## Your assignment:
Lines with the word "window" are the answer; copy each of them from the data below.
(Data extracts begins)
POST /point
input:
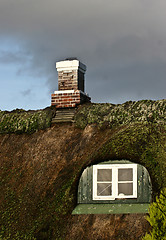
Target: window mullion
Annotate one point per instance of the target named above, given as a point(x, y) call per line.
point(114, 182)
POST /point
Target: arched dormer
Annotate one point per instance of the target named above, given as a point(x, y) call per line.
point(114, 187)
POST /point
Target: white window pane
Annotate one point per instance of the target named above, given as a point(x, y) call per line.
point(125, 174)
point(125, 189)
point(104, 189)
point(104, 175)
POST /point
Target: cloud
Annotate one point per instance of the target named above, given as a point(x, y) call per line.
point(26, 93)
point(123, 43)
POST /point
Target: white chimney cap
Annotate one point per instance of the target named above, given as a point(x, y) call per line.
point(68, 65)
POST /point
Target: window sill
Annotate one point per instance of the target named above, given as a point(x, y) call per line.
point(111, 208)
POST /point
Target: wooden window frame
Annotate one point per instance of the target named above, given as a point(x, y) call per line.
point(115, 168)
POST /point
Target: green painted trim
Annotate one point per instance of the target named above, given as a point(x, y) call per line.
point(111, 208)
(Data extracts ends)
## Written answer:
Target: window mullion
Target: white window pane
Target: window sill
Target: wooden window frame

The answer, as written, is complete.